#### GIVEN REQUEST:
Pick out each line of the material below that contains the string "trunk" and copy those lines. Case counts.

Region segmentation data:
— Begin —
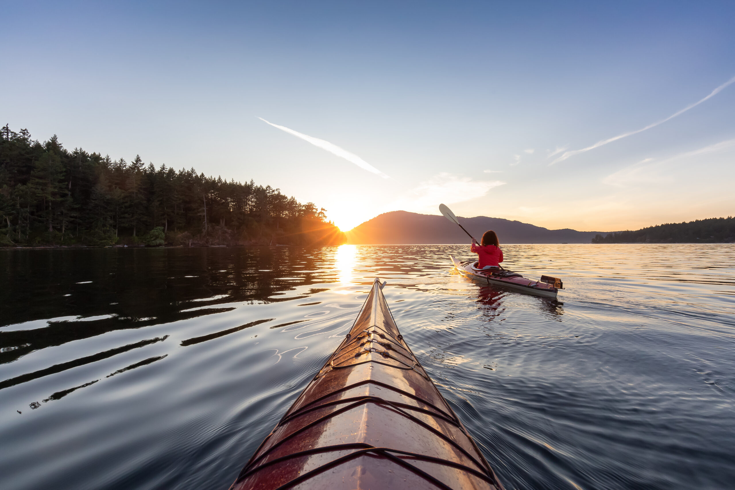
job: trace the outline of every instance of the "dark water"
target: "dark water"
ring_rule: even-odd
[[[509,490],[733,488],[735,246],[504,251],[563,304],[458,246],[0,251],[1,486],[225,490],[378,275]]]

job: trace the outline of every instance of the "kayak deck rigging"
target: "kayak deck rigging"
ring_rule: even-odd
[[[349,334],[231,489],[503,486],[373,281]]]

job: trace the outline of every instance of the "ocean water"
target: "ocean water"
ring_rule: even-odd
[[[506,488],[735,486],[735,245],[0,250],[6,490],[226,490],[372,278]]]

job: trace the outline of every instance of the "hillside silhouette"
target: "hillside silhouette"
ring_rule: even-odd
[[[570,228],[550,230],[520,221],[487,216],[458,217],[458,219],[478,240],[487,230],[495,230],[501,243],[589,243],[600,233]],[[345,234],[347,242],[355,245],[429,245],[470,241],[459,226],[443,216],[406,211],[383,213]]]

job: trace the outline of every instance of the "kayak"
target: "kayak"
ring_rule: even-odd
[[[559,290],[564,289],[564,284],[559,278],[542,275],[540,280],[534,281],[503,267],[478,269],[476,260],[460,262],[452,256],[449,256],[449,258],[460,274],[470,279],[486,282],[487,284],[505,286],[529,295],[553,299],[556,299]]]
[[[376,278],[349,334],[230,490],[503,490],[381,289]]]

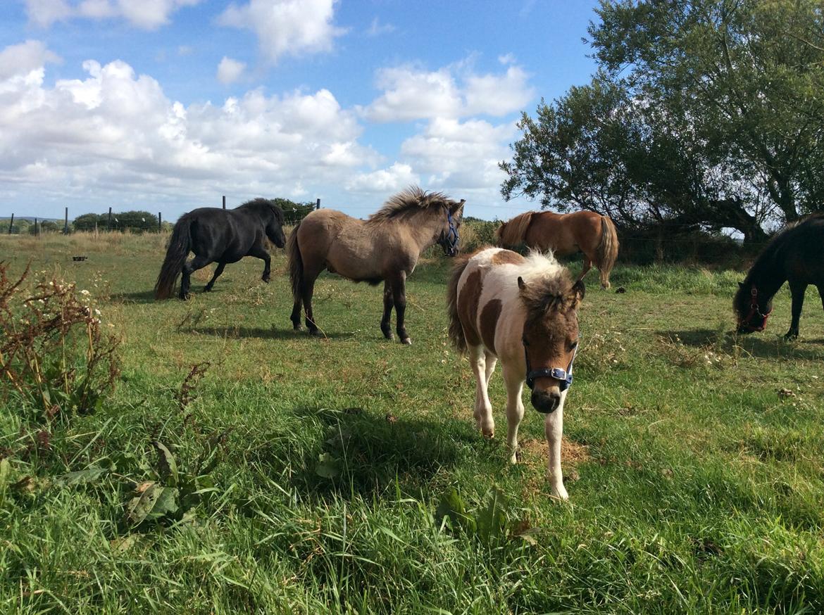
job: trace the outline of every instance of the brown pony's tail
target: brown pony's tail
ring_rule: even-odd
[[[601,283],[605,288],[610,287],[610,272],[618,258],[618,234],[615,223],[608,216],[601,217],[601,243],[595,253],[598,262],[595,264],[601,271]]]
[[[166,259],[160,268],[157,281],[155,282],[155,299],[168,299],[175,292],[177,277],[183,270],[183,264],[189,256],[189,248],[192,243],[192,219],[184,216],[175,224],[166,249]]]
[[[495,230],[495,239],[501,248],[513,248],[527,240],[527,229],[535,212],[526,212],[502,224]]]
[[[459,260],[452,268],[452,275],[449,277],[449,285],[447,290],[447,313],[449,314],[449,339],[452,340],[452,346],[461,354],[466,352],[466,337],[464,335],[463,325],[461,324],[461,318],[458,316],[458,281],[461,279],[464,269],[469,264],[470,255],[465,254],[458,257]]]
[[[301,226],[300,221],[289,233],[289,239],[286,242],[286,254],[289,260],[289,282],[292,282],[292,296],[295,301],[300,301],[303,296],[303,259],[301,257],[301,249],[297,245],[297,229]]]

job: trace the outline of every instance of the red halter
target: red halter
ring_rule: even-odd
[[[739,323],[738,327],[740,328],[746,328],[748,331],[763,331],[767,326],[767,318],[772,314],[772,310],[767,311],[766,314],[761,314],[761,310],[758,308],[758,289],[756,288],[755,285],[750,290],[750,311]],[[761,319],[761,324],[756,327],[750,324],[750,319],[755,316],[758,315]]]

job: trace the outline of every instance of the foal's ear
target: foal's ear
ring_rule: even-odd
[[[583,280],[578,280],[576,282],[572,287],[571,295],[575,301],[575,307],[578,307],[582,301],[583,301],[583,296],[587,293],[587,287],[583,284]]]

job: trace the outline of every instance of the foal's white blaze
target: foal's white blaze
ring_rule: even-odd
[[[508,252],[500,248],[490,248],[473,256],[458,281],[458,305],[467,280],[475,272],[480,273],[481,289],[475,314],[475,330],[482,330],[481,314],[489,301],[501,301],[501,311],[495,324],[494,348],[487,347],[481,340],[479,344],[471,344],[469,340],[477,338],[466,331],[469,360],[475,377],[475,417],[478,428],[488,437],[494,434],[495,423],[492,417],[488,388],[492,372],[499,359],[501,361],[503,382],[507,389],[507,445],[509,448],[510,463],[517,462],[517,430],[523,418],[524,407],[522,392],[527,375],[524,358],[523,333],[526,308],[520,299],[517,278],[520,276],[528,285],[540,278],[555,277],[563,269],[551,254],[532,253],[520,263],[495,263],[503,257],[499,253]],[[512,253],[509,253],[510,254]],[[475,276],[475,280],[478,276]],[[557,386],[550,389],[559,393]],[[549,445],[548,473],[554,496],[566,500],[566,489],[561,474],[561,435],[564,431],[564,403],[567,391],[560,393],[560,403],[554,412],[547,414],[544,421],[544,431]]]

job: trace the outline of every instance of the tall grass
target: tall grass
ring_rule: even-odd
[[[528,405],[516,466],[474,429],[437,250],[408,282],[407,347],[382,339],[380,288],[330,275],[315,305],[328,337],[293,333],[282,253],[269,285],[245,259],[212,293],[156,303],[161,237],[91,241],[77,263],[76,239],[0,237],[12,272],[31,261],[94,289],[124,340],[93,414],[43,427],[0,403],[2,612],[824,610],[812,294],[788,343],[785,291],[766,332],[732,333],[739,272],[619,266],[625,292],[591,284],[560,505]],[[490,394],[503,422],[499,374]],[[151,485],[177,508],[130,523]],[[445,514],[453,492],[474,529]]]

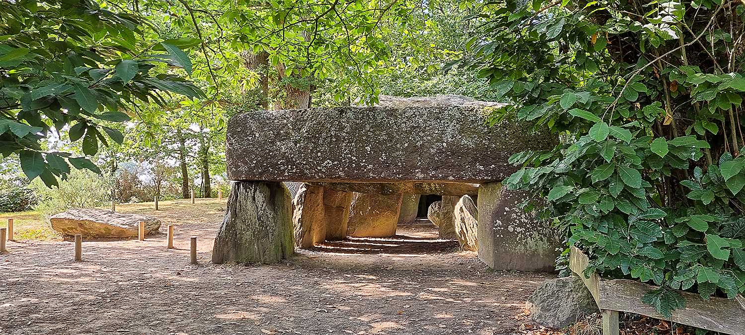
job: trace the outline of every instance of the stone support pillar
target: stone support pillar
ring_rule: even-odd
[[[528,197],[501,183],[478,191],[478,258],[495,270],[553,271],[557,247],[563,247],[550,222],[518,206]]]
[[[232,182],[212,262],[277,263],[294,250],[287,187],[281,182]]]

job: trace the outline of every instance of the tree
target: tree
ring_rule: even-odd
[[[490,3],[492,4],[492,3]],[[589,272],[675,290],[745,292],[745,6],[685,1],[497,1],[462,65],[514,103],[495,122],[548,127],[561,143],[523,152],[505,183],[592,257]]]
[[[162,103],[159,92],[203,97],[168,74],[166,65],[191,72],[181,42],[150,39],[136,14],[89,0],[0,0],[0,153],[18,154],[29,179],[57,185],[69,164],[100,172],[85,157],[45,152],[40,143],[51,131],[71,126],[69,140],[82,140],[90,156],[99,143],[123,140],[101,120],[130,120],[125,111],[136,112],[138,102]]]

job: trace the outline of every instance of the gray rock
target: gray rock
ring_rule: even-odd
[[[396,235],[402,194],[380,195],[355,193],[346,235],[353,237],[390,237]]]
[[[145,221],[145,235],[158,232],[160,220],[140,214],[126,214],[95,208],[72,208],[52,215],[51,228],[63,235],[84,237],[127,238],[139,235]]]
[[[527,198],[500,183],[478,189],[478,258],[495,270],[553,271],[565,247],[549,221],[519,206]]]
[[[308,183],[340,191],[358,193],[375,193],[390,195],[398,193],[410,195],[476,195],[478,184],[462,183],[323,183],[309,181]]]
[[[337,107],[253,111],[228,123],[232,180],[481,183],[516,171],[514,153],[552,148],[554,134],[493,107]]]
[[[212,262],[277,263],[294,252],[292,199],[285,184],[232,183]]]
[[[326,240],[323,188],[301,183],[293,200],[295,246],[309,248]],[[285,184],[286,185],[286,184]]]
[[[600,312],[592,294],[579,276],[547,280],[527,299],[530,317],[545,327],[562,328]]]
[[[419,201],[421,195],[404,195],[401,201],[401,210],[399,212],[399,223],[413,222],[419,212]]]
[[[478,250],[478,209],[473,200],[463,195],[455,205],[455,235],[457,235],[460,249],[477,251]]]
[[[346,238],[352,195],[354,193],[351,192],[323,189],[323,224],[326,241]]]

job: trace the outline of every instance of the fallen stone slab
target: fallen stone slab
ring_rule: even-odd
[[[592,294],[577,276],[544,282],[527,299],[525,308],[533,321],[553,328],[562,328],[600,312]]]
[[[478,184],[463,183],[324,183],[308,182],[311,185],[338,191],[391,195],[478,195]]]
[[[83,237],[128,238],[137,236],[139,221],[145,221],[145,235],[160,228],[160,220],[141,214],[127,214],[95,208],[71,208],[52,215],[51,228],[63,235]]]
[[[502,180],[517,170],[507,161],[510,155],[553,148],[557,137],[548,131],[533,133],[514,120],[489,127],[488,115],[494,108],[335,107],[243,113],[228,123],[228,179]]]

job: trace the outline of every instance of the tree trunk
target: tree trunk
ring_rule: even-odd
[[[277,263],[292,256],[292,201],[282,182],[234,181],[212,262]]]
[[[181,166],[181,198],[191,197],[188,189],[188,170],[186,169],[186,139],[179,129],[176,133],[179,139],[179,165]]]

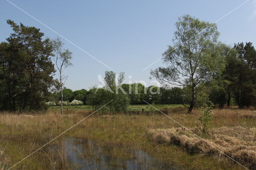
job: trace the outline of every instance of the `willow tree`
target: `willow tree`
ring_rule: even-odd
[[[151,74],[163,84],[186,87],[191,113],[203,83],[223,65],[218,50],[219,33],[216,24],[188,15],[179,18],[175,25],[173,45],[162,54],[166,67],[151,70]]]

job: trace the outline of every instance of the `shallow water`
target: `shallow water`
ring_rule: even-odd
[[[68,161],[74,169],[177,169],[156,161],[140,150],[124,148],[133,155],[132,158],[125,159],[106,156],[102,148],[90,140],[69,138],[64,141],[64,146]]]

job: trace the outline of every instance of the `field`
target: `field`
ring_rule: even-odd
[[[244,169],[150,107],[131,106],[128,115],[95,113],[12,168]],[[256,111],[214,109],[210,130],[205,134],[196,126],[198,110],[188,115],[181,105],[156,107],[225,149],[225,154],[243,166],[255,168]],[[92,113],[88,106],[67,107],[63,115],[57,109],[52,107],[36,115],[0,115],[0,169],[12,167]]]
[[[164,108],[170,109],[173,107],[184,107],[182,105],[154,105],[158,109]],[[63,109],[64,110],[74,111],[94,111],[94,108],[91,106],[89,105],[81,106],[64,106]],[[130,105],[128,108],[128,111],[130,112],[140,111],[142,109],[144,109],[145,111],[150,111],[152,110],[152,107],[148,105]],[[154,108],[153,108],[154,110]],[[51,106],[49,110],[52,111],[59,111],[60,109],[59,106]]]

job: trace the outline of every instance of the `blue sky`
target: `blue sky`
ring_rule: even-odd
[[[162,61],[142,70],[160,58],[167,45],[172,44],[178,17],[189,14],[214,22],[246,0],[10,1],[114,71],[124,71],[127,81],[143,80],[149,86],[150,70],[162,65]],[[12,32],[7,19],[39,28],[51,38],[58,36],[7,1],[1,1],[0,8],[0,41],[6,41]],[[251,42],[256,47],[255,0],[249,1],[217,24],[220,40],[232,45]],[[109,69],[62,40],[65,48],[73,53],[74,66],[64,71],[68,75],[65,86],[74,90],[98,85],[98,75],[104,75]]]

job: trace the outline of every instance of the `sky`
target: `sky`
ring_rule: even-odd
[[[62,38],[64,48],[73,53],[74,65],[64,71],[68,76],[65,86],[73,90],[99,85],[98,75],[104,77],[109,68],[117,74],[124,71],[127,83],[144,81],[149,86],[156,85],[151,82],[155,79],[149,79],[150,69],[162,62],[143,69],[172,45],[178,17],[188,14],[213,23],[246,1],[10,0],[48,28],[2,0],[0,42],[12,32],[8,19],[40,28],[46,37],[65,38],[68,41]],[[250,42],[256,47],[256,0],[249,0],[216,24],[220,41],[232,46]]]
— End —
#### RESPONSE TO THIS EXERCISE:
job: trace the outline of every instance of the tree trunk
target: tree trunk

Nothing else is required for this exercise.